Passage to read —
▼▼▼
# linspire im impressed



## strick94u (Jul 19, 2006)

running linspire live on my old dell 500sc server its a p3 1000 with 1 gig eec ram a tx2000 64 bit pci-x ide raid card 2 80 gig maxtors a 100/1000 3com pci-x lan card nvidia pci mx400 vid card and a 5.1 sound card dvd rw. reason I gave those specs is that this is not only the first version of linux I have found that would run on a serverworks chip set but all those devices work perfict on it. I was expecting it to not work at all just like fedora or suse but if it did no way was the pci-x stuff gonna work well point proven now to get a mountable version and see how that goes


----------



## mikeownage (Jul 20, 2006)

does linspire come with wine defualt?


----------



## strick94u (Jul 21, 2006)

we will have to see when the full install gets here at this point in time its running from cd.
▲▲▲
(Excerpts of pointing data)
▼▼▼
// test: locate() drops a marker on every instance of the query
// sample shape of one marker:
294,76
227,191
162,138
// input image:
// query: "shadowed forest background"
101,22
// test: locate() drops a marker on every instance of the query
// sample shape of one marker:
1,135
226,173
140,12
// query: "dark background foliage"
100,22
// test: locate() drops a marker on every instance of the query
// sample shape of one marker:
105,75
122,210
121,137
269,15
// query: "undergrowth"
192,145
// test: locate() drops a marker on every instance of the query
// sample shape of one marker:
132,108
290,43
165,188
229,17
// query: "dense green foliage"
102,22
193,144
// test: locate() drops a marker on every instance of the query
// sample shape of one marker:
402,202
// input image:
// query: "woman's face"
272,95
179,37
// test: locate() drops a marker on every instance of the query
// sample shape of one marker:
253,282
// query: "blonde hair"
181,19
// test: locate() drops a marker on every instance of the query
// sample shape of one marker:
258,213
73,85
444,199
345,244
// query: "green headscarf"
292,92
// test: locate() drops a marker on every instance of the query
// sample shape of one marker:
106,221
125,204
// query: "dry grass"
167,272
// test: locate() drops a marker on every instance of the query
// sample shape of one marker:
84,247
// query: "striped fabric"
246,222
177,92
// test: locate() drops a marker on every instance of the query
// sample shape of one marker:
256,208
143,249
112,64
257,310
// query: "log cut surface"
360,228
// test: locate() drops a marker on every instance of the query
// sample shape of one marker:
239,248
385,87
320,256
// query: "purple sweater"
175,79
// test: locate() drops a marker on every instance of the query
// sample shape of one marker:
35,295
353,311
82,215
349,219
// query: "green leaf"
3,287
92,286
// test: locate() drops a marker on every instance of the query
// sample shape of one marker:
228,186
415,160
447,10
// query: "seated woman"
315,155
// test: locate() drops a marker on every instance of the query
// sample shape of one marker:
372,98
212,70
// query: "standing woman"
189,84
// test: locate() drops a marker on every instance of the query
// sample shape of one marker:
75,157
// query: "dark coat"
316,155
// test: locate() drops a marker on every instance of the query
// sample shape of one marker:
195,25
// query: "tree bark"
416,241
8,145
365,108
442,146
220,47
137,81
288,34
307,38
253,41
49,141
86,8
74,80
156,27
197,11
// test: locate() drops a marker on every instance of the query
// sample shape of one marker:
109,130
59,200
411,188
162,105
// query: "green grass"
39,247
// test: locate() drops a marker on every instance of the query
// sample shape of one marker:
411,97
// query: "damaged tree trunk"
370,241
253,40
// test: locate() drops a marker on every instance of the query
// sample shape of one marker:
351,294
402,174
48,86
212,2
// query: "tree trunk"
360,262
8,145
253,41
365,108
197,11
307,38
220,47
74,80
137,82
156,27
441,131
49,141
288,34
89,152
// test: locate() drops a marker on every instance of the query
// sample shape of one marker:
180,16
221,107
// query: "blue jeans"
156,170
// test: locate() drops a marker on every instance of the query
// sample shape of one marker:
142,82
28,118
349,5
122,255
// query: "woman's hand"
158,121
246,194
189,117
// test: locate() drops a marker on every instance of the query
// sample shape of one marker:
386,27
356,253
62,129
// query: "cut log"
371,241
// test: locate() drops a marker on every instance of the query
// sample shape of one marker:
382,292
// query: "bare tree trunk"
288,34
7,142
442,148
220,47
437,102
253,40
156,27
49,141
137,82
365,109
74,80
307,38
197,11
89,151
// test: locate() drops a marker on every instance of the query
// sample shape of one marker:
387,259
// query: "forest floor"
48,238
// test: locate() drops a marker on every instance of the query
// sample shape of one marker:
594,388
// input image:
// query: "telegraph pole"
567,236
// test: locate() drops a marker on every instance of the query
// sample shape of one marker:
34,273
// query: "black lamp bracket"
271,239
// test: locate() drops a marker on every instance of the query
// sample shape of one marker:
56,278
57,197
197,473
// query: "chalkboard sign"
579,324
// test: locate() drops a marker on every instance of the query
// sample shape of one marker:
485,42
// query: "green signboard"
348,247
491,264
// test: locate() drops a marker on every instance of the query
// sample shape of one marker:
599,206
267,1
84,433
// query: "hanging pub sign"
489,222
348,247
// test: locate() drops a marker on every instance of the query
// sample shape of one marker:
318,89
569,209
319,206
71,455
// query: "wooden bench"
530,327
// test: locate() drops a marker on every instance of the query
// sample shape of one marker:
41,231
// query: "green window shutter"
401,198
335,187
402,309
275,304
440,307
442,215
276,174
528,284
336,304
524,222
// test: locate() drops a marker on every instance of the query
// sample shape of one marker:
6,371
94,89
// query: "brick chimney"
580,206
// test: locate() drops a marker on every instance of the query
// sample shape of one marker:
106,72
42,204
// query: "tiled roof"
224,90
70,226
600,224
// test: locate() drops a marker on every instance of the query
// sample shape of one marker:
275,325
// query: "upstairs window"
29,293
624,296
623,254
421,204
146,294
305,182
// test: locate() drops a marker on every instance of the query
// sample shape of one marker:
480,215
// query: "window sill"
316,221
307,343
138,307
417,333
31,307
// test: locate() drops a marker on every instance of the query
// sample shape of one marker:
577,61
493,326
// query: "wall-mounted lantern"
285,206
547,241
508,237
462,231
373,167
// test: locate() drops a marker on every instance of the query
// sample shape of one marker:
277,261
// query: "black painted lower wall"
▲▲▲
Things to do —
A. Reproduce the part of the Linspire forum thread starting with "## mikeownage (Jul" and going on through "running from cd.".
B. According to the Linspire forum thread, what machine is Linspire live running on?
C. Carry the Linspire forum thread further from the point where it stops.

The answers —
A.
## mikeownage (Jul 20, 2006)

does linspire come with wine defualt?


----------



## strick94u (Jul 21, 2006)

we will have to see when the full install gets here at this point in time its running from cd.

B. An old Dell 500sc server.

C.
which is a great way to see if everything is going to work btw. not only does it load every device on my server but also loads everything except my windows base wifi on my laptop.
would love to load it on there perm but need the wireless to work.its fast and stable running from cd has mp3 ripper dvd writer software full range of cool stuff and i'm sure wine will run great off it. again it loads and runs my pci-x stuff something red hat and suse did not do. just cant wait to load it on my raid 0 drives should be super fast. oh and open office runs off the cd too and it see's my windows network and my mac 
as for wine I have a windows pc for games so who needs wine


----------



## mikeownage (Jul 21, 2006)

well if i switch over i will need wine so i care  i dont have two computers.


----------



## strick94u (Jul 21, 2006)

mikeownage said:
			
		

> well if i switch over i will need wine so i care  i dont have two computers.


I will let ya know should have full install on by this weekend or next (if no one local has it)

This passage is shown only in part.